PASSAGE PROVIDED:
Content starts
Five of the seven salads on the current menu are vegetarian, and feature seasonal items such as melon, squash blossoms and cherry tomatoes, while two include pork belly.
“Salads are the first thing that’s going to leave an impression with people,” said Streit. “We’re in an area where we can celebrate the bounty that comes out of the ground year round. We got some feedback, initially, that we are an insult to vegetarians.”
He continued, “Yeah, I do whole-hog butchery, but there are at least six things on the menu that are totally vegetarian. You can’t be all things to all people all the time, but that hurt my feelings a little.”

Three house-made sausage sandwiches —chicken and pork with fig and chanterelle mushrooms was an early favorite — on bread by Starter Bakery, the only thing not made in-house, will always be on the menu, along with a corn dog. Streit explained that ideally there will be one sausage that is more accessible to people, like an Italian style, with two others that have more unusual ingredients. The corn dog is a fun item to offer kids (or the young-at-heart) without resorting to “chicken fingers” or mac-and-cheese. “That base is pretty well-covered,” cracked Earle, of their ever-popular neighbor.
All sandwiches come with lard-fried potato chips and house-made pickles.
There are four entrées, including a vegetarian pot pie. The menu is rounded out by a few seasonal sides and two desserts.
And then there is the beer list. Given that they’re calling themselves an American-style beer hall, their beer selection deserves as much billing as the food. They have a Cicerone on staff (a beer sommelier, for the uninitiated). Sayre Piotrkowski, who oversaw the beer program at the Mission’s St. Vincent and co-directed the beer program at Monk’s Kettle before that, selected 33 beers, four wines and one root beer, and that’s just what’s on tap.
The beer list is “locavore meets loca-pour,” said Earle, in that, as much as possible, they’re avoiding breweries that use distributors, going directly to the breweries themselves. The beer is much fresher this way, they maintain, and often the brewmaster is the one making the deliveries, he said. Knowing their brewmasters is just as important as knowing their farmers, he said.
While the owners intend to feature beers from as far away as the Pacific Northwest, the opening menu has only those from California. “There are so many amazing breweries in California that we can do that,” said Earle.
The beer menu will change as often as the food menu, meaning every few days, so that regulars will always have something new to try, and even more obscure bottles will be offered as well (not all from the West Coast).
Content ends
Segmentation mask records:
Content starts
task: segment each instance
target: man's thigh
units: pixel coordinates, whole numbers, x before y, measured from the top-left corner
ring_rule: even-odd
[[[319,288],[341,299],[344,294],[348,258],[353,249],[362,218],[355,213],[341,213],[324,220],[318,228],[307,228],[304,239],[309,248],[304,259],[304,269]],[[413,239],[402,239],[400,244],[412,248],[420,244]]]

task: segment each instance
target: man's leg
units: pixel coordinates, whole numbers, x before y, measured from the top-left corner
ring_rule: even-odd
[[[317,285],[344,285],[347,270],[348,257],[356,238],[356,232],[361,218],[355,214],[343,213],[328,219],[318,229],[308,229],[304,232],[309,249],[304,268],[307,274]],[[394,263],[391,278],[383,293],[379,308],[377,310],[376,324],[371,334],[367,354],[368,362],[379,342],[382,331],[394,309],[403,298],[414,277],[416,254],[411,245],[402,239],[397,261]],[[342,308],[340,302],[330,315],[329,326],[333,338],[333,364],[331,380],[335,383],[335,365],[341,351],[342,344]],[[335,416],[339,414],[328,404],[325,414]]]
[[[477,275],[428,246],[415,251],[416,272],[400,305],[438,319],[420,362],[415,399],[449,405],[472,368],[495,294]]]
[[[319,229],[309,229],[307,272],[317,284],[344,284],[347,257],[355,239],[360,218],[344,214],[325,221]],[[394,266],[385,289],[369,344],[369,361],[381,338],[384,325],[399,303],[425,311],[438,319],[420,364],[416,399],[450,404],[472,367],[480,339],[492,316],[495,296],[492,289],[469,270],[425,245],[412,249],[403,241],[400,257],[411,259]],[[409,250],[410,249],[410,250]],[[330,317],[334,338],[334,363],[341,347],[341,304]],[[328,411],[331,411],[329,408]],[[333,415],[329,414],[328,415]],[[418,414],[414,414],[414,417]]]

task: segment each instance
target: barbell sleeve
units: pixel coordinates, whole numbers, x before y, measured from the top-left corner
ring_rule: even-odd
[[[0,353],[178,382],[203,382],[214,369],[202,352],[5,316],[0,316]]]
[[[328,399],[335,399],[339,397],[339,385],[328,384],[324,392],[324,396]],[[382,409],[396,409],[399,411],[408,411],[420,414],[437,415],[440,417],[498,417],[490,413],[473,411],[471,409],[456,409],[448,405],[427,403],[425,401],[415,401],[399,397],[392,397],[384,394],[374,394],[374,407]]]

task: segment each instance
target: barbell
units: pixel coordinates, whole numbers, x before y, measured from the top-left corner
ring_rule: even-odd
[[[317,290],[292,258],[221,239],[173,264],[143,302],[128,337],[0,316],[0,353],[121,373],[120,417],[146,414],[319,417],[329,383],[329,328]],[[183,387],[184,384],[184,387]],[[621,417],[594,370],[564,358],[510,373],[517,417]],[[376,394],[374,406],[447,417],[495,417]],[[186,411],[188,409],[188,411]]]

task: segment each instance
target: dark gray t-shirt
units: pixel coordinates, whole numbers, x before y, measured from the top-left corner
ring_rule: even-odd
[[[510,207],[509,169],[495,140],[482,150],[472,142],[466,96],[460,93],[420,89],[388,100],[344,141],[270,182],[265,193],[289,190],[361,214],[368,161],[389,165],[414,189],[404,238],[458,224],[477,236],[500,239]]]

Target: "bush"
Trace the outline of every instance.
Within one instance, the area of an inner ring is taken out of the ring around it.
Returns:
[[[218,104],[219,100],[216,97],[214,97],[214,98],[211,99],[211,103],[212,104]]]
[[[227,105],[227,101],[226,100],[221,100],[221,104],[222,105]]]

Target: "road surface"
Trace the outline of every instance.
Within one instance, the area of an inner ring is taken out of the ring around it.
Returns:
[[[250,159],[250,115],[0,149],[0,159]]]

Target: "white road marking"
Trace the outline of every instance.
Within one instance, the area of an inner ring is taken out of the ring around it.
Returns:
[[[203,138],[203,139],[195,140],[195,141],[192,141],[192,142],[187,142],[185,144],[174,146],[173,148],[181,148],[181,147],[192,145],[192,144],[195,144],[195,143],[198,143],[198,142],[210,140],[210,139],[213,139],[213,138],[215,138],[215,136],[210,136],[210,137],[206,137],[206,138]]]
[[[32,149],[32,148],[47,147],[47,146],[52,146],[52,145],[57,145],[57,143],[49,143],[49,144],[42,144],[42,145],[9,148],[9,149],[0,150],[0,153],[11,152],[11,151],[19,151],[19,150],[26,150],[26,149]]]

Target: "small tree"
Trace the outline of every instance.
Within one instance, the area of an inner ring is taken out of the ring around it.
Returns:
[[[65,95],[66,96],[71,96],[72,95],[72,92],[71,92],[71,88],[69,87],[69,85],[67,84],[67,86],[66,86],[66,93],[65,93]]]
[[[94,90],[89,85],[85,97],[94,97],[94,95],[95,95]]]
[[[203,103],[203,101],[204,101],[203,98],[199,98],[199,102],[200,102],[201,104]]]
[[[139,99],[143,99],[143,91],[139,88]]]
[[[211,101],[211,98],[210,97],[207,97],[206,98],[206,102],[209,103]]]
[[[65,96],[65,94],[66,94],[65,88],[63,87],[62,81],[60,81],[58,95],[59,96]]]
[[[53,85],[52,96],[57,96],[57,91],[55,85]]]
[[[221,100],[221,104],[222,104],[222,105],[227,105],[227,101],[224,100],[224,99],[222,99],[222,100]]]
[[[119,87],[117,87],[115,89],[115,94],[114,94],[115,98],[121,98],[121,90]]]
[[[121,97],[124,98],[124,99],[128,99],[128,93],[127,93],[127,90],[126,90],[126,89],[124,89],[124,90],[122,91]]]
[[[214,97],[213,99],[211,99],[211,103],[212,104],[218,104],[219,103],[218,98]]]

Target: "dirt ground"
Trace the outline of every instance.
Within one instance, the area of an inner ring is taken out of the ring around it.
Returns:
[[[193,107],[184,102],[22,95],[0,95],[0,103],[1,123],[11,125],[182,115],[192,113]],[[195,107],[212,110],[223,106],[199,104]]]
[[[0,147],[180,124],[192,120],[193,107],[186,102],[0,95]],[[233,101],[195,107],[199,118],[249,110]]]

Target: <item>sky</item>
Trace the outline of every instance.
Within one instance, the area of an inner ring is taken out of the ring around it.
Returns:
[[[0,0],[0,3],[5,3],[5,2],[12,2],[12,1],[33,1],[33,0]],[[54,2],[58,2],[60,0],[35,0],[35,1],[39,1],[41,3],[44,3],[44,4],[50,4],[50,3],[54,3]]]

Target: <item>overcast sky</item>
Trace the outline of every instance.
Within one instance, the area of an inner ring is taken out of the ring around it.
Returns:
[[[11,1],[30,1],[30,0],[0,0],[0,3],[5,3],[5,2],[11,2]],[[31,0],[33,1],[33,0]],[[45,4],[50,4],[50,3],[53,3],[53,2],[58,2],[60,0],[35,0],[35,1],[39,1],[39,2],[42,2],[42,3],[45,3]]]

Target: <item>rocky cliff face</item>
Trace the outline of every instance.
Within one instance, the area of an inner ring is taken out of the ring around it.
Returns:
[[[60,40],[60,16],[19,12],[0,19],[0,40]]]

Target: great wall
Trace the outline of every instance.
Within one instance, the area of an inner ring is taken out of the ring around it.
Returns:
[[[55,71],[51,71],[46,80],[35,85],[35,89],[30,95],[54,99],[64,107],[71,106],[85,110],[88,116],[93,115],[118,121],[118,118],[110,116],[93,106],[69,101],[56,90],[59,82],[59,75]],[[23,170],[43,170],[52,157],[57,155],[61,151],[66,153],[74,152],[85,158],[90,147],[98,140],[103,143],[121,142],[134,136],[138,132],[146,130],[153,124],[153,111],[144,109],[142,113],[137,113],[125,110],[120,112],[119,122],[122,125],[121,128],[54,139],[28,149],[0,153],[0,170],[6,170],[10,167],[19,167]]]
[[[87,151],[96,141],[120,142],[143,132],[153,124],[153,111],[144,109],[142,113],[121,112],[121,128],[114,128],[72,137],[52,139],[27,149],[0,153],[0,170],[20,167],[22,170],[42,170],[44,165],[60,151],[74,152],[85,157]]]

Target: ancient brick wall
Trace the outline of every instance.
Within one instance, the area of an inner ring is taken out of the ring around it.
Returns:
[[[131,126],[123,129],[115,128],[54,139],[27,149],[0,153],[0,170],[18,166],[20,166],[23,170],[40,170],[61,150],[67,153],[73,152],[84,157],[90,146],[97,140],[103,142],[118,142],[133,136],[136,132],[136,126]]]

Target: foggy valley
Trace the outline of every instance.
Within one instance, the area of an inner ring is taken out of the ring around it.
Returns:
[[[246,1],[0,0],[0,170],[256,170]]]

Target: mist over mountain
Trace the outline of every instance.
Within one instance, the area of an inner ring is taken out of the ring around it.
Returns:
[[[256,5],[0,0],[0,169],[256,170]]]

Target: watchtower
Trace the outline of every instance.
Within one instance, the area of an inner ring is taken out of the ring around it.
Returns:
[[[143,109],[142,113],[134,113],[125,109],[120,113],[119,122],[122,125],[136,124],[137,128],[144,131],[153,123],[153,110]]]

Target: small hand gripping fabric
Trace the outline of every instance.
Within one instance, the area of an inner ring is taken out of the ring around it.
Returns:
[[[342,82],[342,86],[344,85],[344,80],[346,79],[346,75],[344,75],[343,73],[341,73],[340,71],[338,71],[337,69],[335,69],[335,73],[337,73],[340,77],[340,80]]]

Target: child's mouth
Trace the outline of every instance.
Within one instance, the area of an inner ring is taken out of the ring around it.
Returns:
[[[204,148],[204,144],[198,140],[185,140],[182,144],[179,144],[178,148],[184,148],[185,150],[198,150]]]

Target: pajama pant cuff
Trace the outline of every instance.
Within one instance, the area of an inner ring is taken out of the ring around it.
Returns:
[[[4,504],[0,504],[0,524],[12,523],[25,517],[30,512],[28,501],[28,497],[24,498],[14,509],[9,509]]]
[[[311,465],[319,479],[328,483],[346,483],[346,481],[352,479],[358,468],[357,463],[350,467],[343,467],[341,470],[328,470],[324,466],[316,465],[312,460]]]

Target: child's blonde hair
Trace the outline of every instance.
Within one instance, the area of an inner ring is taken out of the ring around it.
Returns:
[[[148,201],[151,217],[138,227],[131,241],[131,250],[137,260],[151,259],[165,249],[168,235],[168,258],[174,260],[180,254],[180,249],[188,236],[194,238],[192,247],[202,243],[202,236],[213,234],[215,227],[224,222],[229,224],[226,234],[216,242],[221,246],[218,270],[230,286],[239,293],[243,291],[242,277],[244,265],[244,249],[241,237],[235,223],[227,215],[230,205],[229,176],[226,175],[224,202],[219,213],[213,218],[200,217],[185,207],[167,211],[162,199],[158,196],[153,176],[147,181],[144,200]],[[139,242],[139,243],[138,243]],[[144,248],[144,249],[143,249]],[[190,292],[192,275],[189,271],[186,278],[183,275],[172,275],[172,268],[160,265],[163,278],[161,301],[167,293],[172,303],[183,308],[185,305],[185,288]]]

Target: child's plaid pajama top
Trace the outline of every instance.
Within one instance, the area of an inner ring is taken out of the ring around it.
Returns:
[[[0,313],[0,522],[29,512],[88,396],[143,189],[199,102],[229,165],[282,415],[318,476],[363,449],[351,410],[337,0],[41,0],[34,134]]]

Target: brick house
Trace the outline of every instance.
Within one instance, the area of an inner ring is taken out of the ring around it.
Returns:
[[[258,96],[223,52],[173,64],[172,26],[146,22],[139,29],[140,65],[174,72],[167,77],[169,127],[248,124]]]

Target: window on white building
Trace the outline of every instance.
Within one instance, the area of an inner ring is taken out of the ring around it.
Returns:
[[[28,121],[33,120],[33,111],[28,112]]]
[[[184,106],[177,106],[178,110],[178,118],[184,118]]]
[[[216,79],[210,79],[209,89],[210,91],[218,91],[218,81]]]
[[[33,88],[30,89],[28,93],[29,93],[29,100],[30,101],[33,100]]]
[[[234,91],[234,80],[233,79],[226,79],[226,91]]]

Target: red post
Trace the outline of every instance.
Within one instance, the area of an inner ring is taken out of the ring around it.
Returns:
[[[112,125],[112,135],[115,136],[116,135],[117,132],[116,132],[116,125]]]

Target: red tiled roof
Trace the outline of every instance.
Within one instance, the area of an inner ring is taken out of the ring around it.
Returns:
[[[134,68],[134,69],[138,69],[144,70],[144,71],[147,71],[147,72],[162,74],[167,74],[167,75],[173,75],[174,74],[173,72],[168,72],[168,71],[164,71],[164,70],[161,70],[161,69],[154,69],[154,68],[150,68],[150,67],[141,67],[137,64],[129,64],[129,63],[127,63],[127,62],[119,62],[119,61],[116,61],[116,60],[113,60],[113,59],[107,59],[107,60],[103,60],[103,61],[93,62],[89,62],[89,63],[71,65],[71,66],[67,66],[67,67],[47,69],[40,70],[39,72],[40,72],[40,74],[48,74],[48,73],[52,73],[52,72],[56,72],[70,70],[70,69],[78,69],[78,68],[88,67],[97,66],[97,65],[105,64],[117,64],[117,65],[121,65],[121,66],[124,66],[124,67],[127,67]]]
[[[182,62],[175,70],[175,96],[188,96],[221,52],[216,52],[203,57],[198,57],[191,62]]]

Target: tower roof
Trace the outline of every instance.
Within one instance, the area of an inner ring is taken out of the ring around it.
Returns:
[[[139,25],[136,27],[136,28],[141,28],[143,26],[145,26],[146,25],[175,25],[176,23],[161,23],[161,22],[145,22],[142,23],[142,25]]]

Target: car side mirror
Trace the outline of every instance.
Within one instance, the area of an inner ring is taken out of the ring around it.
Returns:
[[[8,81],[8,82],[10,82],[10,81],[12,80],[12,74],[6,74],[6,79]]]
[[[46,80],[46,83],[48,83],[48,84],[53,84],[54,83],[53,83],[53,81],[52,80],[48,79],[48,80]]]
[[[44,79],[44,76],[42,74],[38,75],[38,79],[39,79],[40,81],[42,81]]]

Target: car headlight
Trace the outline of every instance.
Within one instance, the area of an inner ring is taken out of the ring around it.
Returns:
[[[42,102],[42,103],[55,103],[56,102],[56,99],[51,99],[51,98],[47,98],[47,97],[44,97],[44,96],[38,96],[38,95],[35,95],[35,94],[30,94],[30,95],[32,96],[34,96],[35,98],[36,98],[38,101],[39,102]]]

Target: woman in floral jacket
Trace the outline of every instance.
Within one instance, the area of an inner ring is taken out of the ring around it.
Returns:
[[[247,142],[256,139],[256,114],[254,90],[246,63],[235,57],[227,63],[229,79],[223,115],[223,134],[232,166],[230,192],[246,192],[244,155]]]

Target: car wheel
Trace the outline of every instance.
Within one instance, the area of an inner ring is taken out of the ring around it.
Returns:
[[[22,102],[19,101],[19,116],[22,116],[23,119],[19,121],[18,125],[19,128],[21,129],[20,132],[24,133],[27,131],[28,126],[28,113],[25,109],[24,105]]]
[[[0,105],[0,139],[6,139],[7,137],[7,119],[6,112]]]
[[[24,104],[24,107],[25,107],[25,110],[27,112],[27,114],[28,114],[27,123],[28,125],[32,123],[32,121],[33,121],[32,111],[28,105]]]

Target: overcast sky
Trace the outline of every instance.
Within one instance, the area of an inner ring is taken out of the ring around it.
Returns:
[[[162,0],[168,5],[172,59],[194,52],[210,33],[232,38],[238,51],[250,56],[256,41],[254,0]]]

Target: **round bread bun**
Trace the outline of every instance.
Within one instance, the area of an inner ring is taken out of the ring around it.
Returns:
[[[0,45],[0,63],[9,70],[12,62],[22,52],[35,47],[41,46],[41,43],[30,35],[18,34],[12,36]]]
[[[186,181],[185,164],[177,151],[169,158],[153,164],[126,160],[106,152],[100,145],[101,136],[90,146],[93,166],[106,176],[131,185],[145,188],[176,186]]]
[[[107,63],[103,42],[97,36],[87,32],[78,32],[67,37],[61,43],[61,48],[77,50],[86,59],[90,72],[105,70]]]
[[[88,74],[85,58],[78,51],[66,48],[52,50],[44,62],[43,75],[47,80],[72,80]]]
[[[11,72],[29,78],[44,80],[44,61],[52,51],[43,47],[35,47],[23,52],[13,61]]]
Content ends
DIRECTIONS FOR THIS TASK:
Print the part of the restaurant article starting at "While the owners" and ending at "the West Coast).".

EXERCISE OUTPUT:
While the owners intend to feature beers from as far away as the Pacific Northwest, the opening menu has only those from California. “There are so many amazing breweries in California that we can do that,” said Earle.
The beer menu will change as often as the food menu, meaning every few days, so that regulars will always have something new to try, and even more obscure bottles will be offered as well (not all from the West Coast).